= Tevfik Akbaşlı =

Turkish composer

Tevfik Akbasli (born 1962) is a Turkish composer.

==Studies==
One of the most prominent classical Turkish Composers, Akbasli is the son of businessman Samim Akbasli of İzmir. He spent his childhood and primary school years in Yeşilköy, Istanbul until his family moved to Izmir. He attended Dokuz Eylül University's Vocal Studies and Opera Division and studied with distinguished names such as Sevda Aydan, Suat Taser, Kamran Ince and percussionist Oktay Aykoc. He graduated from Vocal Studies in 1982 as the first chorister to the newly founded İzmir State Opera and Ballet. In 1985, he crossed over as a percussion artist. Between 1986 and 1991, he studied percussion instruments as well as theory, harmony, composition and improvisation at the Berklee School of Music at vibraphone virtuoso Gary Burton's Percussion Department with Professor Ed Saindon and pianist – composer Aydin Esen.

==Career==
He turned to composition in 1990. He has composed an array of pieces from opera to musicals for children, from modern dance music to chamber music. Upon the addition of his first opera, The Sacred Chest to the repertoire of The Ankara State Opera and Ballet, he moved to Ankara and continued his career as an orchestra artist. The chamber music piece he was commissioned to compose, Autumn in Ankara was performed in Germany in 1994. He was awarded the Aziz Nesin Grand Prize by the Cagdas Yasami Destekleme Dernegi for the music he composed for the Giordano Bruno play in 1996, when he was also awarded the Special Jury Award by the Eczacıbasi Contest Jury for his symphonic poem, Turkiye. In 1998, he was again awarded the third place for his symphonic poem Dixi et Salvavi Animam Meam at the Eczacibasi's composition contest, whereas in 2000, he was the first prize winner of the same contest for his orchestra suite called Rebirth which also came out as a CD and performed in the opening ceremony of the International Music Festival of Ephesus. Between 2000 and 2001, he attended workshops and master classes in contemporary American and film music in New York where his modern dance music Jamaican Pond Sunsets was performed. He joined the Istanbul State Opera and Ballet in 2002. His Ballet of 2003, The Conquest was awarded the Special Jury Award at a National Composition Contest by the Ministry of Culture.

In his work, Tevfik Akbasli focused on melodic composition and accessible musical expression. His approach was influenced by his experience as both a composer and performer over several decades. His compositions drew inspiration from classical music traditions and emphasized structured melodic elements.

MSG is the copyright holder to his work.

_Job 1:_
Switch "stone step" to "stone stair" in the data listing entries, from the first line up to and including the line with "x=233, y=716", and give those lines again with nothing else changed.

Data listing
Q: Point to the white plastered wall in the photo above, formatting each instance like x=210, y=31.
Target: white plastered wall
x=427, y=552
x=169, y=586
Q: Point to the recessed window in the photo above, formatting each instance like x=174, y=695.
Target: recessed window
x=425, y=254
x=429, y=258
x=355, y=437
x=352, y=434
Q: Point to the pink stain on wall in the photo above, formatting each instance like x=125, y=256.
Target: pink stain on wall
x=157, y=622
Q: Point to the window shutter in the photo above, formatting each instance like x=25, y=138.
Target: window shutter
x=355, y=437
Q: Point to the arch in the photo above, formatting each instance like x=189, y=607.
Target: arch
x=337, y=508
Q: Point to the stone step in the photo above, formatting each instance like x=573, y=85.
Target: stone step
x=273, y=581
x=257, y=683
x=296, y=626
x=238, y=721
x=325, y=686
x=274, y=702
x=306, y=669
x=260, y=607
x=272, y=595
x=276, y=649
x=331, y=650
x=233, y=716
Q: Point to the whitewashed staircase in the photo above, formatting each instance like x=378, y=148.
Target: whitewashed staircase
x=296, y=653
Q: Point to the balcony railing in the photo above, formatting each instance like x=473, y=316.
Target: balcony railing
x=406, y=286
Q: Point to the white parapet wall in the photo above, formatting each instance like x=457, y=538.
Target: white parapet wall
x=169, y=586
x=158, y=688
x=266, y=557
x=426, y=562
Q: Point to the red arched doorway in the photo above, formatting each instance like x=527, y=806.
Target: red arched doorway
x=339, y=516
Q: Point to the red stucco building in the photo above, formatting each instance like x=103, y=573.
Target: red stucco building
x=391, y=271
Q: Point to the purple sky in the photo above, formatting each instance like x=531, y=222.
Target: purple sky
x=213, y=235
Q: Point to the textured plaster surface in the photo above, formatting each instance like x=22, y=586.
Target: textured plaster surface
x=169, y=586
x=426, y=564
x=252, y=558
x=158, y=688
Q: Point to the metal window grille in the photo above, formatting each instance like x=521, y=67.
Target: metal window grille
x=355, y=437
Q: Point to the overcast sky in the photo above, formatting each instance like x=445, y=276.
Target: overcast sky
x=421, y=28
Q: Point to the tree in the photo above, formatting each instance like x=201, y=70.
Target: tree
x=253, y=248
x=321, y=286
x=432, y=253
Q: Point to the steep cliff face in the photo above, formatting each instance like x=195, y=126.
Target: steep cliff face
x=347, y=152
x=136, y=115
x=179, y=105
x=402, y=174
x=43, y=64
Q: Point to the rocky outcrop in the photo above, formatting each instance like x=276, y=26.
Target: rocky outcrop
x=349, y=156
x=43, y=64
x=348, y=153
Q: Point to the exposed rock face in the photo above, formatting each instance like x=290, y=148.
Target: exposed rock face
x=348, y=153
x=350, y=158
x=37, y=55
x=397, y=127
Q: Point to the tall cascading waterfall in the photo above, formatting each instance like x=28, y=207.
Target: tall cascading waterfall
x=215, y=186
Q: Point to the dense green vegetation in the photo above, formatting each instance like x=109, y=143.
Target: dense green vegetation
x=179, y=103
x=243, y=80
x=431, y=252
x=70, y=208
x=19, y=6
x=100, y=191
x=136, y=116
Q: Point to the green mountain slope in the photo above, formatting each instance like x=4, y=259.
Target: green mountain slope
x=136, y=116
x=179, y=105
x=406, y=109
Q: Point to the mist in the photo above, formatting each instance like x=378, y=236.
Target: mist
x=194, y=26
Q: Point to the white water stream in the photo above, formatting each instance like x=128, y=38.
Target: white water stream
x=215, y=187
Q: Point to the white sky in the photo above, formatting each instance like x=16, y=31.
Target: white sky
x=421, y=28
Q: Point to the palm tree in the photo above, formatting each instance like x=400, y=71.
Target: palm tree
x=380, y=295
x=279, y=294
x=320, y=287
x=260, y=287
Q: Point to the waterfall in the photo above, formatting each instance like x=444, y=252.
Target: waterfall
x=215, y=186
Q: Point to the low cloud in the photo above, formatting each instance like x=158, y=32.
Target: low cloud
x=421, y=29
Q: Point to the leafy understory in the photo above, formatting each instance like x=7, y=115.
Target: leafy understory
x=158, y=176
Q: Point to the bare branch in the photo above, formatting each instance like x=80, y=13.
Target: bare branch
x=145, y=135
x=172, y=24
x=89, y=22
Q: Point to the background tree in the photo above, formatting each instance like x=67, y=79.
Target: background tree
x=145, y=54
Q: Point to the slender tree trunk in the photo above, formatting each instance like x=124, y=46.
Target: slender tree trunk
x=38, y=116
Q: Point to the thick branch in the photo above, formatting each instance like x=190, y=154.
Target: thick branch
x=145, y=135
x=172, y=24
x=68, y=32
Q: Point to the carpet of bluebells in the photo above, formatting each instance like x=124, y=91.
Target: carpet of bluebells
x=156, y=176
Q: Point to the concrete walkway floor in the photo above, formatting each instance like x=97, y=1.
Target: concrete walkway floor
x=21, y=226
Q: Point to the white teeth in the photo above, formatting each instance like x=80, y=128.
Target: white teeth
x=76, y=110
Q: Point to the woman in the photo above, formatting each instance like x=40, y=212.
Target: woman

_Job 2:_
List every composition by Tevfik Akbasli that the biography names by its own title.

_Task solution 1:_
Q: Point to the white plastered wall in the photo above, formatting each instance like x=210, y=31.
Target: white plastered wall
x=427, y=552
x=169, y=586
Q: Point to the recessed window in the photo above, formatting each instance like x=174, y=695.
Target: recessed window
x=425, y=254
x=429, y=258
x=355, y=437
x=352, y=434
Q: Point to the pink stain on wall in the photo above, formatting each instance like x=125, y=256.
Target: pink stain on wall
x=157, y=622
Q: Point to the window shutter in the photo above, formatting each instance like x=25, y=138.
Target: window shutter
x=355, y=437
Q: Point to the arch in the photo above, formatting each instance like x=189, y=607.
Target: arch
x=337, y=508
Q: Point to the stone stair in the photo above, formatting each instance like x=573, y=85.
Target: stone stair
x=273, y=581
x=257, y=683
x=296, y=626
x=238, y=721
x=325, y=686
x=274, y=702
x=306, y=669
x=260, y=607
x=272, y=595
x=276, y=649
x=331, y=650
x=233, y=716

_Task solution 2:_
- The Sacred Chest
- Autumn in Ankara
- Turkiye
- Dixi et Salvavi Animam Meam
- Rebirth
- Jamaican Pond Sunsets
- The Conquest